But what a verse it is, certainly in terms of unflagging energy! And there is a need to keep the momentum going. As in In der Ferne from Schwanengesang a convincing musical flow is threatened by the poet’s choice of metre. In Lebensmut a heavy syllable at the end of each line (‘Lebensmut’, ‘Blut’ and so on) makes for an end-stopped effect despite the fact that some of the lines must enjamb in order to make sense. This problem is not entirely solved by Schubert where the last beat of almost every bar is a crotchet with a suggestion of an involuntary musical full stop (another reason, perhaps, why he did not continue with the music for later verses). This makes it doubly important for the accompaniment to push forward for fear of leaving sentences in mid-air as a succession of single-bar phrases, each one a bold flourish, but not adding up to an organic unity.

# # # # #

:: Task to complete ::
Continue the passage about Schubert's song Lebensmut, starting right after its final sentence.

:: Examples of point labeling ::

# # # # #

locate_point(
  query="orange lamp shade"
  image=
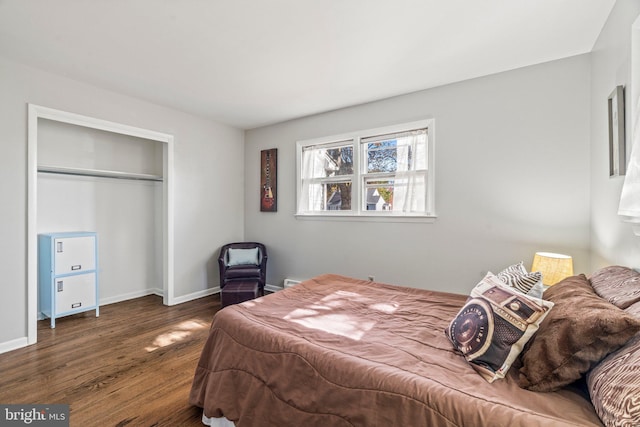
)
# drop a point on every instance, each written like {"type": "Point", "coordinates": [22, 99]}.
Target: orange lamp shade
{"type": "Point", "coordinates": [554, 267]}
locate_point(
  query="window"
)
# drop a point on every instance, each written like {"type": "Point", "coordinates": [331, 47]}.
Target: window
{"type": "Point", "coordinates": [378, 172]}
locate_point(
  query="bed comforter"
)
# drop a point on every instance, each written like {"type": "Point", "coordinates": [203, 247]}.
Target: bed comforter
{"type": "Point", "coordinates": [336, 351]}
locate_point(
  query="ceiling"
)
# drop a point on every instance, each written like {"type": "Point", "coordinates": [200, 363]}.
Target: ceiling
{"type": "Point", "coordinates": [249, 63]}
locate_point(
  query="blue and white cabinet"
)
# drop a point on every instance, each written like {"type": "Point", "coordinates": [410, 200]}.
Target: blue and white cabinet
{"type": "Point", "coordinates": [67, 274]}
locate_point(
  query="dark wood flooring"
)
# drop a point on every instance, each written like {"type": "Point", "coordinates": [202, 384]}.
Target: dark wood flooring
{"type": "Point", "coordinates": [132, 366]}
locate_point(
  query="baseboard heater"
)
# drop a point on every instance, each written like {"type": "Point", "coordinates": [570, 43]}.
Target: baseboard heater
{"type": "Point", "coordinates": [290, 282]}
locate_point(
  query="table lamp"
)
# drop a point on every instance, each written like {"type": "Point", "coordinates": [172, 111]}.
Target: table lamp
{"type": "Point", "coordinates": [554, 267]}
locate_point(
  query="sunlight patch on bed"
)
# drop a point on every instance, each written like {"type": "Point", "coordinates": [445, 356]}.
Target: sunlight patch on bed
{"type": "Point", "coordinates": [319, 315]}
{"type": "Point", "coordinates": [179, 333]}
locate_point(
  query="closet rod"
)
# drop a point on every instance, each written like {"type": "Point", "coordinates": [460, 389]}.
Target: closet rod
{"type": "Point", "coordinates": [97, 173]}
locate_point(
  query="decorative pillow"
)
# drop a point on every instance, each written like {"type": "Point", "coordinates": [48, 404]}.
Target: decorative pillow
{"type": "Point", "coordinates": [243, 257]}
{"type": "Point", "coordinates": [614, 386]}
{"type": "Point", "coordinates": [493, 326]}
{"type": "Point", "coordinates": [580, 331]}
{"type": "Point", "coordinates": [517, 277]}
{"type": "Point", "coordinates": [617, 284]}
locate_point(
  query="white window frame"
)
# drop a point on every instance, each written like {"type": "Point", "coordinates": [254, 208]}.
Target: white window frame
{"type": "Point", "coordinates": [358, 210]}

# # # # #

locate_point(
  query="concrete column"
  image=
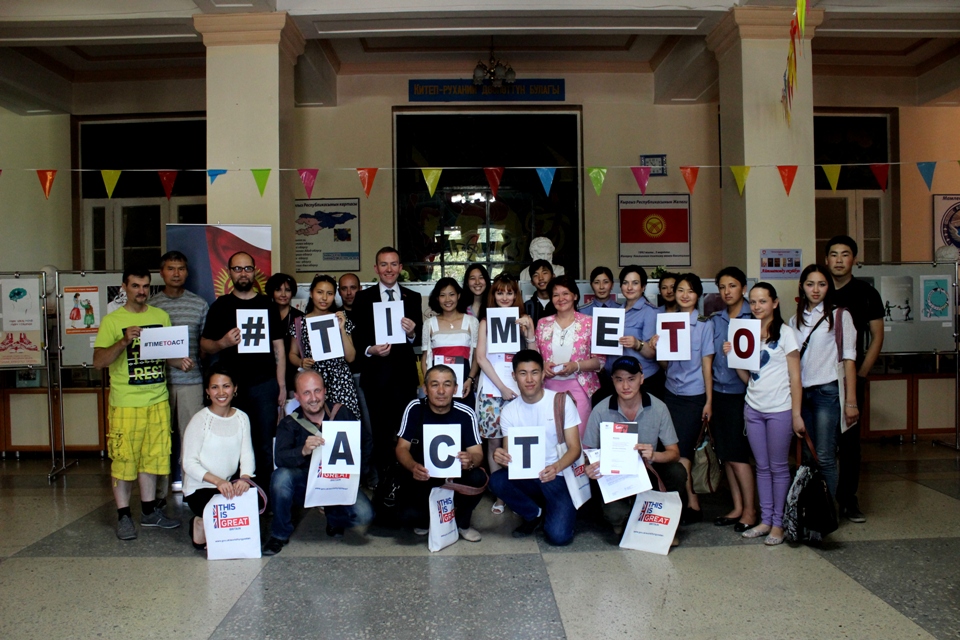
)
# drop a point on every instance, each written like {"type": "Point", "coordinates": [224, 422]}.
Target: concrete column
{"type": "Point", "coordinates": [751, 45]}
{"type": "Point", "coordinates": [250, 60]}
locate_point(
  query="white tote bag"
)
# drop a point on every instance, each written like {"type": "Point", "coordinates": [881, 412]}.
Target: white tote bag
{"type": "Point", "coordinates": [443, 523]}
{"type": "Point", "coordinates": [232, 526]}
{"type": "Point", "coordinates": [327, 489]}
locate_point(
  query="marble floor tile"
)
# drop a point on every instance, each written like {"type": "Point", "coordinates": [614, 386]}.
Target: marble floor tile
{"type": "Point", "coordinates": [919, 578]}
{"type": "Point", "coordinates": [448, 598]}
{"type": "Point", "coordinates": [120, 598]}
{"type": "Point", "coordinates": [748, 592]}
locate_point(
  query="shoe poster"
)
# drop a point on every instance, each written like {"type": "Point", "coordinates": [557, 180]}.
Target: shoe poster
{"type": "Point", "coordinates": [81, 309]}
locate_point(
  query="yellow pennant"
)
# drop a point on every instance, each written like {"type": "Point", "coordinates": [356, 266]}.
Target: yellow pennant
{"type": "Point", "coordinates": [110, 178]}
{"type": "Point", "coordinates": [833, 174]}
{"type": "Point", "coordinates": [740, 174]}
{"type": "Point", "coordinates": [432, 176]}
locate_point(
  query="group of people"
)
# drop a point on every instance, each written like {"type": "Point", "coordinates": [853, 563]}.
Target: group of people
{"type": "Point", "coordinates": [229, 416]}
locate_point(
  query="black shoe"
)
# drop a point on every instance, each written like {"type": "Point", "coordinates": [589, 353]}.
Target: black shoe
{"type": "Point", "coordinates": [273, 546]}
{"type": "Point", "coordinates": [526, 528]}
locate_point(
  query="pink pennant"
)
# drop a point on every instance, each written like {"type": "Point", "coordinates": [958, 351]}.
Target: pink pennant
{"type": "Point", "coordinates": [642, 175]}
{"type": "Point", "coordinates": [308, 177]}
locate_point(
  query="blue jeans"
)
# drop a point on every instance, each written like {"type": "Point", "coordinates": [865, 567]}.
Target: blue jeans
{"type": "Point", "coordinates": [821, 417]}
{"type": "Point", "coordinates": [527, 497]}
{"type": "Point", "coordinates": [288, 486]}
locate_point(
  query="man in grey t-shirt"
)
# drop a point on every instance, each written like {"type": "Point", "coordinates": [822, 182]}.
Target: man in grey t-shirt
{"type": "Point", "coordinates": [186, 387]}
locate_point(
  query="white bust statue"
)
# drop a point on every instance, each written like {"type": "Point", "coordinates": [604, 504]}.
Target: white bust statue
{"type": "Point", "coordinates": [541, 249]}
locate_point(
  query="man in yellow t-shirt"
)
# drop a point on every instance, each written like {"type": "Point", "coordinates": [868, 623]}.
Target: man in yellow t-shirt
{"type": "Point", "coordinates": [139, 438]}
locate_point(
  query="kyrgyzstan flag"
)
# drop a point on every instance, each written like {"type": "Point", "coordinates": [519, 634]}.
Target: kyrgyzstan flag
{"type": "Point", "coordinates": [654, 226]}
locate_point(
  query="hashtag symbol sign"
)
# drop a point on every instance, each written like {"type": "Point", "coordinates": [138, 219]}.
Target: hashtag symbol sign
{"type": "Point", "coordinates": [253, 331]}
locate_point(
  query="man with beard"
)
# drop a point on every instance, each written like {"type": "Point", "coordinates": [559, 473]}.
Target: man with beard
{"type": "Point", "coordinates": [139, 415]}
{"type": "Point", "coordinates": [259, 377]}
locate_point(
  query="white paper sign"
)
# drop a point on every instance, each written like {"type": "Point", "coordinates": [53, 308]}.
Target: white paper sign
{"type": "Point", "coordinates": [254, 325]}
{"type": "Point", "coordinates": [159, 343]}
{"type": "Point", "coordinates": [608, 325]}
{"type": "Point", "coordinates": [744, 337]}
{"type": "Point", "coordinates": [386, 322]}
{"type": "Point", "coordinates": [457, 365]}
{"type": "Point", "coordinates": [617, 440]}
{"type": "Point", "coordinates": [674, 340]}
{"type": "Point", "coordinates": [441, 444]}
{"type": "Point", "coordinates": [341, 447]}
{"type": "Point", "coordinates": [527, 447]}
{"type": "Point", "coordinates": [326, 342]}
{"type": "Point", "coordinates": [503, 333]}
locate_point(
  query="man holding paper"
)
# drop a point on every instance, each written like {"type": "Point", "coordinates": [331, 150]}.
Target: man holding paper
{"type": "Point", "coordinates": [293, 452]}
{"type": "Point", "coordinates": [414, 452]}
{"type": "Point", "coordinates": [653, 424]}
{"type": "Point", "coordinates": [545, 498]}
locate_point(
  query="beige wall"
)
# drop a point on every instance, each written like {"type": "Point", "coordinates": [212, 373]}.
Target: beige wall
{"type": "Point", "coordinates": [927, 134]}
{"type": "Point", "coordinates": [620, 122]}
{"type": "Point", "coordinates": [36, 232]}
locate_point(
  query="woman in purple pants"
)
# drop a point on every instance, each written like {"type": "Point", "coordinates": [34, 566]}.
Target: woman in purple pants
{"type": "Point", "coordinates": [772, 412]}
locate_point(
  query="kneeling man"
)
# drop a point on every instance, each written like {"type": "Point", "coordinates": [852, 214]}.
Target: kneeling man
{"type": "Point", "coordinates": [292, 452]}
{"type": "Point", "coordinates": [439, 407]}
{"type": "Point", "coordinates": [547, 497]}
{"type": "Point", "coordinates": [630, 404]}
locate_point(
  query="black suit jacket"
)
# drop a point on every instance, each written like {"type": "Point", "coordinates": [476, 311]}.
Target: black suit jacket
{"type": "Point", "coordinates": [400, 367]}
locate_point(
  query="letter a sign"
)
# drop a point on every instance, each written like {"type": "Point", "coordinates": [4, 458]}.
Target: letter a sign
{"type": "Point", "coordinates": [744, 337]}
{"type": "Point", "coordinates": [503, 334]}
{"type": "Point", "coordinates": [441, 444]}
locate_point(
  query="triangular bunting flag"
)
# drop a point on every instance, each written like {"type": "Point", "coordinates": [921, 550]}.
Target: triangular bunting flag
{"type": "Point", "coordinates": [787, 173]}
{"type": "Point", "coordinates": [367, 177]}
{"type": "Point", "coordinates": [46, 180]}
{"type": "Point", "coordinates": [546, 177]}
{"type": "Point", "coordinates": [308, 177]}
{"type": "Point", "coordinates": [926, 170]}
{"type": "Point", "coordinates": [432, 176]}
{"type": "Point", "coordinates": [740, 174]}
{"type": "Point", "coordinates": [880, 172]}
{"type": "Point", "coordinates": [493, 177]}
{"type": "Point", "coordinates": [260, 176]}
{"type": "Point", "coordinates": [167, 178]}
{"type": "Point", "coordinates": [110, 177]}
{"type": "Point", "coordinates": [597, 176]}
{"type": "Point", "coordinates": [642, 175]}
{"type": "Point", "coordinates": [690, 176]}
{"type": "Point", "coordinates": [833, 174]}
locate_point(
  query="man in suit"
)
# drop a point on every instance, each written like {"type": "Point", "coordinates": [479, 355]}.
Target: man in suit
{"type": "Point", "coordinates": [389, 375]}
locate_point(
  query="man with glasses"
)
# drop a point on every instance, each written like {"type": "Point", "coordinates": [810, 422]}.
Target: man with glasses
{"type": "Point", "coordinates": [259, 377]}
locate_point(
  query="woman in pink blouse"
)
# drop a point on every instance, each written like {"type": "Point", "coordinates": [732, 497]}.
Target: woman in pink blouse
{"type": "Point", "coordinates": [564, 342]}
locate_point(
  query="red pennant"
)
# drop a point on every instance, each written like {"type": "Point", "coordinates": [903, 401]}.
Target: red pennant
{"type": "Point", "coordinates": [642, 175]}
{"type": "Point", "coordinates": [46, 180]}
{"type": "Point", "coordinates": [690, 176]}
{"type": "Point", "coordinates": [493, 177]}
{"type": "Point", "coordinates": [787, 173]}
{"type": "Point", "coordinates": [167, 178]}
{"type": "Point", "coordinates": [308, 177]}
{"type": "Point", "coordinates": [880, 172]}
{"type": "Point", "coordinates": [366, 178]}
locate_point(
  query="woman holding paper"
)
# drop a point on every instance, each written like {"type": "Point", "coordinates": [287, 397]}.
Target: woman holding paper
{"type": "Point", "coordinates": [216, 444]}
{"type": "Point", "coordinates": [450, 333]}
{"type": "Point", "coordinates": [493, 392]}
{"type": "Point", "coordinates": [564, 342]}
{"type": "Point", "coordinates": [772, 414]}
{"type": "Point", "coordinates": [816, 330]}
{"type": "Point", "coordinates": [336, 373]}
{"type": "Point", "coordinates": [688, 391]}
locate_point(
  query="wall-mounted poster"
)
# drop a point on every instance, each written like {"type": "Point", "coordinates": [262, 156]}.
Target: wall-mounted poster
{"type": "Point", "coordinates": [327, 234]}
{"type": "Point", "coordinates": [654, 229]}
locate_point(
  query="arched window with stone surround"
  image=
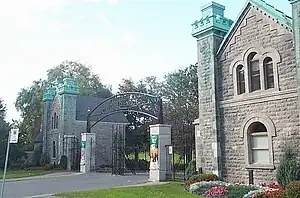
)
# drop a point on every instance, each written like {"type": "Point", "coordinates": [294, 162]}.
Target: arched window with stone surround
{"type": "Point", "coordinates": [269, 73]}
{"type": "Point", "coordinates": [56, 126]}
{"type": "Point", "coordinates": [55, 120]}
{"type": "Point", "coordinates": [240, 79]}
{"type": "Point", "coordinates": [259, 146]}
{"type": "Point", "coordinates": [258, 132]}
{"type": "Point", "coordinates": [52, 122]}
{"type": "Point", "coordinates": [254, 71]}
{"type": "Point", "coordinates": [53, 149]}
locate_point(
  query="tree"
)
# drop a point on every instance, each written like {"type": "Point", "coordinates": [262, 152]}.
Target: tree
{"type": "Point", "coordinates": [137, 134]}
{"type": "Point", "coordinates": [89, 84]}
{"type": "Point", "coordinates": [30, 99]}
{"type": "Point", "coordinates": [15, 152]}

# # # # #

:: Final answer ::
There are some wonderfully piquant harmonic moments that are probably noticed less than they should be in the onrush of music. In the first strophe’s sixth line (‘Ehe der Geist verglüht’) the last syllable – ‘verglüht’ – is set to a high G flat harmonised by a pulsating diminished-seventh chord. The singer must hold this heroic note for four whole beats; after a crotchet the ‘spelling’ of that G flat changes to an F sharp as the harmony beneath it transforms itself into D7. This chord opens out into G minor as the top note nudges a semitone higher and becomes a silvery G at ‘Schöpft aus der klaren Flut’. The effect of this change to a new key is of a great difficulty successfully surmounted. The next time we hear ‘Ehe der Geist verglüht’ there is another held G flat for four beats. But this time the ‘spelling’ remains G flat despite the D7 chords in the piano. Although the vocal line once again rises a semitone to G natural, the supporting harmony is E flat major this time – still a flat key, followed by a move to the subdominant which strengthens the élan of the return to B flat major five bars later. All of this harmonic variety reinforces the sense of elation.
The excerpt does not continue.